Point localization data:
-=-=-

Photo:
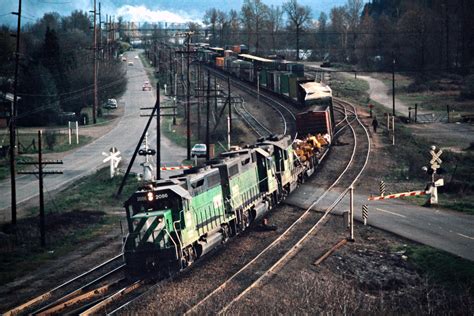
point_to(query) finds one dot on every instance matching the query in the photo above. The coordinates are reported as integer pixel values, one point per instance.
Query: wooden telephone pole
(41, 173)
(94, 107)
(13, 117)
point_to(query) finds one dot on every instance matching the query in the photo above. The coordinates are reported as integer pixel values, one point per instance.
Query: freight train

-=-=-

▶ _What you need to do_: Output all of the data exactly as it stands, minus any images.

▶ _Problem solution_:
Photo:
point_to(query) finds one dot on every instance matching the query in the photo above. The coordinates are reported as integer pixel values, one point per instance.
Query: wooden telephone pole
(41, 173)
(94, 107)
(13, 117)
point_to(query) finds one dot on every instance matching the query in the photo above. The coordinates are reported as integer pixel values, one point per instance.
Query: freight train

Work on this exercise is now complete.